CONSIGNE A -
Reproduisez fidèlement, s'il vous plaît, le passage de l'entretien avec Cyril Etesse qui va de « Cyril Etesse, moine » à « petits secrets. Rencontre. ».

Cyril Etesse: « Je remercierai toujours Anthony Joubert »

Cyril Etesse, moine shaolin de seconde nature, a présenté son spectacle électrisant ce vendredi soir au Lido Comedy & Club. Le marseillais à l’élocution pointilleuse a littéralement dynamisé son public venu en nombre pour l’acclamer. À la fin de son spectacle, il nous a livré quelques uns de ses petits secrets. Rencontre.

CyrilEtesse21Bonjour Cyril, merci d’avoir accepté de répondre à nos questions. « Shaolin », le titre de votre spectacle, est à l’opposé même de ce que vous livrez sur scène…

Oui. Le moine shaolin est très zen, très calme mais, en même temps, très précis dans ses gestes et dans son énergie. Et finalement, c’est un peu ce que je suis dans la vie et sur scène. Dans la vie, je suis quelqu’un d’assez calme, même réservé. Et puis sur scène, ça part très vite dans l’énergie. On m’a souvent parlé de ma bonne diction, etc… Alors c’est vrai, il y a une énergie que j’essaie de canaliser, de développer de façon très rapide et très précise. C’est ce qui a fait ma marque de fabrique et les gens ont plus tendance à se souvenir de mon travail, de mon personnage que peut-être d’autres humoristes qui font un peu comme les autres – du stand-up ou des sketches. Ils sont tous très drôles dans leur genre mais c’est vrai que des fois, il y en a tellement qui sont très bons que l’on ne se rappelle pas forcément de quelqu’un en particulier. Surtout à notre époque où beaucoup de sketches et les thèmes se ressemblent les uns les autres. C’est vrai donc que j’ai cette chance d’avoir ce personnage qui – sinon unique – me démarque un peu du travail des autres humoristes.

[Données extraites d'une collection]

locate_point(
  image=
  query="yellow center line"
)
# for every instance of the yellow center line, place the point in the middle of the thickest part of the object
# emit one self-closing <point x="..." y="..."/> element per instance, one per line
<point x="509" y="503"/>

CONSIGNE B -
Mettez les lignes de tous les enregistrements sous forme de liste numérotée, s'il vous plaît, en omettant les lignes vides.

RÉPONSE ATTENDUE A -
Cyril Etesse, moine shaolin de seconde nature, a présenté son spectacle électrisant ce vendredi soir au Lido Comedy & Club. Le marseillais à l’élocution pointilleuse a littéralement dynamisé son public venu en nombre pour l’acclamer. À la fin de son spectacle, il nous a livré quelques uns de ses petits secrets. Rencontre.

RÉPONSE ATTENDUE B -
1. locate_point(
2.   image=
3.   query="yellow center line"
4. )
5. # for every instance of the yellow center line, place the point in the middle of the thickest part of the object
6. # emit one self-closing <point x="..." y="..."/> element per instance, one per line
7. <point x="509" y="503"/>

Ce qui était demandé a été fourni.